WRITTEN EXERCISE:
Render the lines of the listing below, from the line with "Draw the outline of every instance of the short" to the line with "M425 164L424 208L441", as a Markdown table with the columns "Row" and "Line", leaving out blank lines.

--- BEGIN RECORDS ---

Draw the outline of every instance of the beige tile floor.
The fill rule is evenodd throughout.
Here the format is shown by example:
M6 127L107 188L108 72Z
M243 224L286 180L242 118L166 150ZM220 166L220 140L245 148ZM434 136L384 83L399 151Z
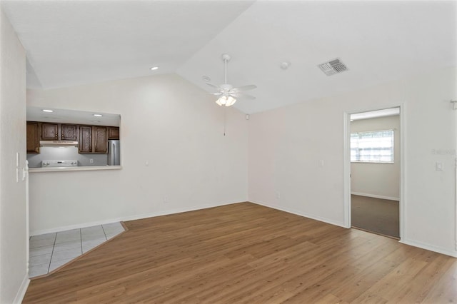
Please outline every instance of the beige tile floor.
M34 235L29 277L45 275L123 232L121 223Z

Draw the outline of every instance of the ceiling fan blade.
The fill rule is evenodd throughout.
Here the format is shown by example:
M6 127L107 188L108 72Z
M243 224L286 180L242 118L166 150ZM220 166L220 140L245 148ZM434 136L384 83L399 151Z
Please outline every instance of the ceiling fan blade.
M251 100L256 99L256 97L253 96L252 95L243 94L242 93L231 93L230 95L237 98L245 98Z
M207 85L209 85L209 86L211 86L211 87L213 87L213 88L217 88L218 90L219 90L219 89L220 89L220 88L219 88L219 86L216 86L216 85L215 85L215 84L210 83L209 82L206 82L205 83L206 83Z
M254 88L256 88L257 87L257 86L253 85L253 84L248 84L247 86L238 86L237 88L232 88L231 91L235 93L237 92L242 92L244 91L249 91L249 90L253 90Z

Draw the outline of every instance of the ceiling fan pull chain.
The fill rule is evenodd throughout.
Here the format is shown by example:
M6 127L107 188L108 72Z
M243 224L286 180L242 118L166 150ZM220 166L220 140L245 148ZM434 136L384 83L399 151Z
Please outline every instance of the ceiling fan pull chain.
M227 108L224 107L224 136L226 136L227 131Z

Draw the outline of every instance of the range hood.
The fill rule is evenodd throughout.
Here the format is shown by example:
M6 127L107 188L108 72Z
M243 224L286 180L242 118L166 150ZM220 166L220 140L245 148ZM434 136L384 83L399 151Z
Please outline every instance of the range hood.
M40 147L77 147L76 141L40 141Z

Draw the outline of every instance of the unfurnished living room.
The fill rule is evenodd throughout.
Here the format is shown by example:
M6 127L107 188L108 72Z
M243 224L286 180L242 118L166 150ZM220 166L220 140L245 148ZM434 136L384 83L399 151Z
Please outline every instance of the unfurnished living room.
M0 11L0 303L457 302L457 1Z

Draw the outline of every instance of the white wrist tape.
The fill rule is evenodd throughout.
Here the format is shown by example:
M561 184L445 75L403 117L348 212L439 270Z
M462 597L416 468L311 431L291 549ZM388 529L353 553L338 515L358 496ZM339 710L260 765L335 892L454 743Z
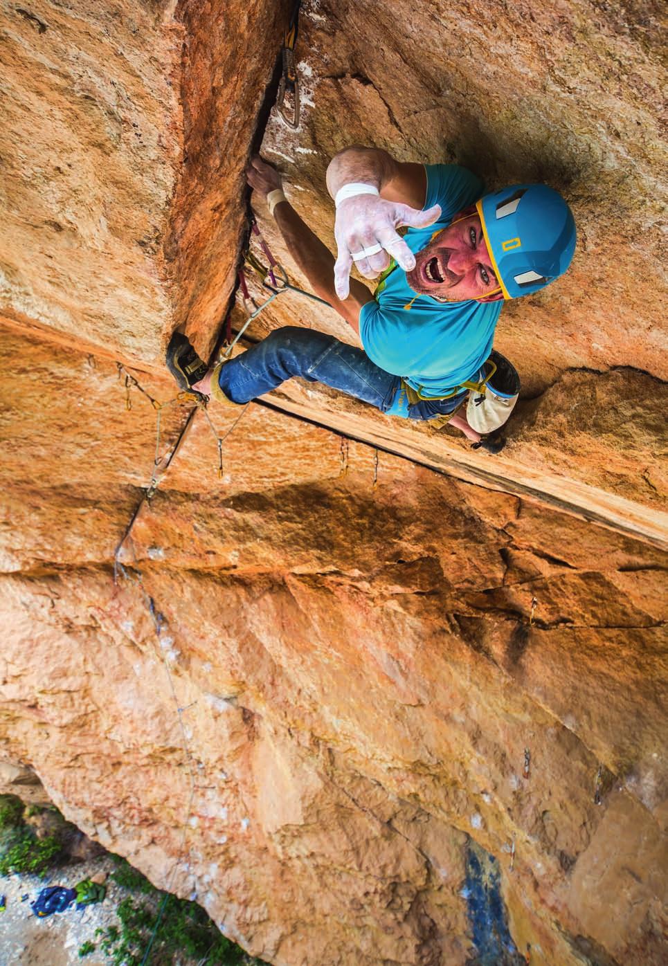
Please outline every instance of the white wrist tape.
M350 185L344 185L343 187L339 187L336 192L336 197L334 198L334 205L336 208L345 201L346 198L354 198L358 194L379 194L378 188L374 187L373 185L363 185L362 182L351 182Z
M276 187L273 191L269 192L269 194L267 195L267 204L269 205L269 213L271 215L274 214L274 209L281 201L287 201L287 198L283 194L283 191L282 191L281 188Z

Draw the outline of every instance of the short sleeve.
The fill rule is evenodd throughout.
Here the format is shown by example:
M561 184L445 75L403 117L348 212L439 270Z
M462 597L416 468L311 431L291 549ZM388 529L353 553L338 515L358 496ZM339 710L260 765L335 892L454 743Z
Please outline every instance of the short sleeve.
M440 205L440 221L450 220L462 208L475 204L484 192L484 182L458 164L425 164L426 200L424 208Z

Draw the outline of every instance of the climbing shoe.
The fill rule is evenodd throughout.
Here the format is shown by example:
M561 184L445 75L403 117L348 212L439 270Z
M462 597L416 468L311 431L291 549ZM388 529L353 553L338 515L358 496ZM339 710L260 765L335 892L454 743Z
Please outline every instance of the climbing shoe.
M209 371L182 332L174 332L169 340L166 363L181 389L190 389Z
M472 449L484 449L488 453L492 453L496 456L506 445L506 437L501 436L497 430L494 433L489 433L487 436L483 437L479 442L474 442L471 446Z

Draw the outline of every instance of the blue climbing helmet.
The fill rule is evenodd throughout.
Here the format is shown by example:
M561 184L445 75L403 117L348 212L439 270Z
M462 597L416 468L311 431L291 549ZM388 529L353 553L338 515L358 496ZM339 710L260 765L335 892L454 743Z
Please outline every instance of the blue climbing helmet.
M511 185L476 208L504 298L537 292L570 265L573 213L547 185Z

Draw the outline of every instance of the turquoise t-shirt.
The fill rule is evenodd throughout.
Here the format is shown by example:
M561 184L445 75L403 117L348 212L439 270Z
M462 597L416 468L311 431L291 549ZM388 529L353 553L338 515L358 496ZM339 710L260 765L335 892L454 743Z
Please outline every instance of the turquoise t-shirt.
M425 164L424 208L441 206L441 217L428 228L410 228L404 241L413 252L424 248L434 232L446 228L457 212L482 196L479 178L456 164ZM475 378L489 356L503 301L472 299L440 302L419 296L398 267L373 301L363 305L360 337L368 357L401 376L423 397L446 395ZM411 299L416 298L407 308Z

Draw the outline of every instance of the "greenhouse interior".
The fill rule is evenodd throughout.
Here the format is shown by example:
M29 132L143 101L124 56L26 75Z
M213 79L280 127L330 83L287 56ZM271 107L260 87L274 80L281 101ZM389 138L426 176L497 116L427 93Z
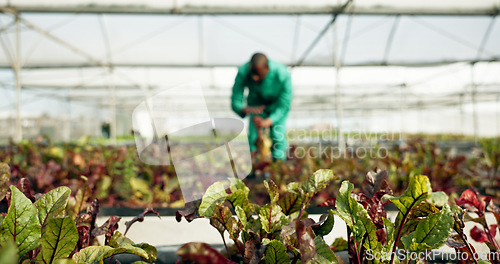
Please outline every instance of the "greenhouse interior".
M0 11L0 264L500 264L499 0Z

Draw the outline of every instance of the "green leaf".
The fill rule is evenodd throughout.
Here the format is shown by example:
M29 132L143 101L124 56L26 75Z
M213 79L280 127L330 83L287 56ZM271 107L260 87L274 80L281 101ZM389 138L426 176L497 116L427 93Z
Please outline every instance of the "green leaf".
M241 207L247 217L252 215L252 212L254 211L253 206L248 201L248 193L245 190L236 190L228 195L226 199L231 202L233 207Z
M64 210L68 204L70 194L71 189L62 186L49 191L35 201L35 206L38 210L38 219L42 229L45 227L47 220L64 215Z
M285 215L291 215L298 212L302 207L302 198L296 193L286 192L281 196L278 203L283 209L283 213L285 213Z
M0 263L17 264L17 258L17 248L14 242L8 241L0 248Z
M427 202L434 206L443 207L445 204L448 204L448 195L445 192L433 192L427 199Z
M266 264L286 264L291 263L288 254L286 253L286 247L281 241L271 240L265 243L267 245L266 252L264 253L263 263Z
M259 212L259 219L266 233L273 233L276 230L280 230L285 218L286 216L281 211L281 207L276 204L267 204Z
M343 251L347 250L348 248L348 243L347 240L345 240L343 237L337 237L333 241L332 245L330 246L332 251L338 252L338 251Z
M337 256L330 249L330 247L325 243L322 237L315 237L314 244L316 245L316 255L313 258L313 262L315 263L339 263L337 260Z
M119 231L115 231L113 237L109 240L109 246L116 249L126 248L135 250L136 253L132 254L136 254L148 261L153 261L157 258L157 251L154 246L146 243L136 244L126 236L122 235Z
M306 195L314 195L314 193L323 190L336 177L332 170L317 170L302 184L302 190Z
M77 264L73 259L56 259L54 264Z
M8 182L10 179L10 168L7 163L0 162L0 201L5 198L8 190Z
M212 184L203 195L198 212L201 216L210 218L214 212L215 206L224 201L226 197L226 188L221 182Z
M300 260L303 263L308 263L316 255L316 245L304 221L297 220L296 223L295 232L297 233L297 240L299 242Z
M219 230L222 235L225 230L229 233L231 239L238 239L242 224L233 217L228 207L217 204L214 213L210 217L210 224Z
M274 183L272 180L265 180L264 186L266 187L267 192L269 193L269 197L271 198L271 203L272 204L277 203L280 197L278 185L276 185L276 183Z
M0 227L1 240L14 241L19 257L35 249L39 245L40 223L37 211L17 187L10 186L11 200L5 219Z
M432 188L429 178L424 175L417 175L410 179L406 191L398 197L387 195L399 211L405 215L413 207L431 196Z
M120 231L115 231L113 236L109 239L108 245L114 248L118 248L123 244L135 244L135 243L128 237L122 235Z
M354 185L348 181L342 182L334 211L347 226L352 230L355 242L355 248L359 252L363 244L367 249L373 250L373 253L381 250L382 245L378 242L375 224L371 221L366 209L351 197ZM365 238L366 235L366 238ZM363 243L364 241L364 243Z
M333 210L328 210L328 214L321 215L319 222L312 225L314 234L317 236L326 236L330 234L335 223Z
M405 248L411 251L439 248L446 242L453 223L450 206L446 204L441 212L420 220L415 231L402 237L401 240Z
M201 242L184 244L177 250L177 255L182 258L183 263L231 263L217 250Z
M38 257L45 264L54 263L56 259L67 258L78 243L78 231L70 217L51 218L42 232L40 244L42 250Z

--- END RECORDS ---
--- BEGIN RECORDS ---

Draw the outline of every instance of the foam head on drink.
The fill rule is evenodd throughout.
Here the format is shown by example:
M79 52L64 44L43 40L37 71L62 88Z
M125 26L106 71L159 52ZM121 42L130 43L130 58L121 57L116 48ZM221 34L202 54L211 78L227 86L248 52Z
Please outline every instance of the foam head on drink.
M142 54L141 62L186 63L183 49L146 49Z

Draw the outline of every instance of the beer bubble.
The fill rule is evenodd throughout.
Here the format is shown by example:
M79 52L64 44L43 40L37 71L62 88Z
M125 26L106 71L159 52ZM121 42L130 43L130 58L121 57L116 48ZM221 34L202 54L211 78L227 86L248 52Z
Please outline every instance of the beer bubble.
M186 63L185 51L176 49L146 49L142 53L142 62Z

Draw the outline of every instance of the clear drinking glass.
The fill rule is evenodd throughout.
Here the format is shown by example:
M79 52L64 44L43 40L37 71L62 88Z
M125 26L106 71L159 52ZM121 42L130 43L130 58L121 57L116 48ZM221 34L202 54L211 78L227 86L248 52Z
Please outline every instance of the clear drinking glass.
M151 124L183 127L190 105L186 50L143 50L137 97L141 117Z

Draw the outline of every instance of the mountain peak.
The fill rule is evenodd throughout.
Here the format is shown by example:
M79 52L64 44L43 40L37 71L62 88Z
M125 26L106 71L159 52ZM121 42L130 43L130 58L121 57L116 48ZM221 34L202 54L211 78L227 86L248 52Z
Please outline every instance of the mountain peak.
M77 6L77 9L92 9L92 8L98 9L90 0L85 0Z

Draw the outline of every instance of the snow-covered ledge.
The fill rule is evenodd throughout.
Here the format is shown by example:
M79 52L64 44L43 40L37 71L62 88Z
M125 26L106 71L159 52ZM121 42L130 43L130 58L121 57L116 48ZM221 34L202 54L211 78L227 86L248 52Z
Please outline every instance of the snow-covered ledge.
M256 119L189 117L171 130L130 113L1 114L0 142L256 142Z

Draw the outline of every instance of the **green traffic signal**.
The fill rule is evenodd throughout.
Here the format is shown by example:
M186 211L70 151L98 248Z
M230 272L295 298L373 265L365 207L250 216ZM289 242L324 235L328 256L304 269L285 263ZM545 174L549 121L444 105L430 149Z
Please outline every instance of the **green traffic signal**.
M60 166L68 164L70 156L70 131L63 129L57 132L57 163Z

--- END RECORDS ---

ANSWER BELOW:
| Row | Line |
|---|---|
| 1 | Draw the outline of every instance of the short sleeve. |
| 2 | The fill rule is evenodd throughout. |
| 3 | Here the format is shown by example: |
| 4 | M561 184L445 75L403 117L348 212L439 270Z |
| 5 | M462 597L416 468L311 431L291 549ZM388 529L353 553L338 515L358 496ZM339 710L260 765L335 892L454 743Z |
| 6 | Please outline every instance of the short sleeve. |
| 7 | M440 205L440 221L450 220L462 208L475 204L484 192L484 182L458 164L425 164L426 200L424 208Z |
| 8 | Draw the outline of every instance of the climbing shoe. |
| 9 | The fill rule is evenodd throughout. |
| 10 | Here the format is shown by example: |
| 11 | M561 184L445 75L403 117L348 212L439 270Z |
| 12 | M462 597L416 468L311 431L291 549ZM388 529L353 553L338 515L358 496ZM339 710L260 765L335 892L454 743Z |
| 13 | Please outline every instance of the climbing shoe. |
| 14 | M209 371L182 332L174 332L169 340L166 363L181 389L190 389Z |
| 15 | M472 449L484 449L488 453L492 453L496 456L506 445L506 437L501 436L497 430L494 433L489 433L487 436L483 437L479 442L474 442L471 446Z |
| 16 | Draw the outline of every instance of the blue climbing helmet. |
| 17 | The fill rule is evenodd throughout. |
| 18 | Here the format is shown by example: |
| 19 | M561 184L445 75L403 117L348 212L439 270Z |
| 20 | M462 597L416 468L311 431L291 549ZM388 529L353 553L338 515L358 496ZM339 710L260 765L335 892L454 743Z |
| 21 | Please outline every instance of the blue climbing helmet. |
| 22 | M511 185L476 208L504 298L537 292L570 265L573 213L547 185Z |
| 23 | Draw the outline of every instance of the turquoise t-shirt. |
| 24 | The fill rule is evenodd throughout. |
| 25 | Here the format is shown by example: |
| 26 | M561 184L445 75L403 117L348 212L439 270Z |
| 27 | M462 597L416 468L311 431L291 549ZM388 529L353 553L338 515L358 496ZM339 710L260 765L335 892L454 743Z |
| 28 | Please outline every instance of the turquoise t-shirt. |
| 29 | M425 164L424 208L441 206L441 217L428 228L410 228L404 241L413 252L424 248L434 232L446 228L457 212L482 196L479 178L456 164ZM475 378L489 356L503 301L472 299L440 302L419 296L398 267L373 301L363 305L360 337L368 357L401 376L423 397L446 395ZM411 299L416 298L407 308Z |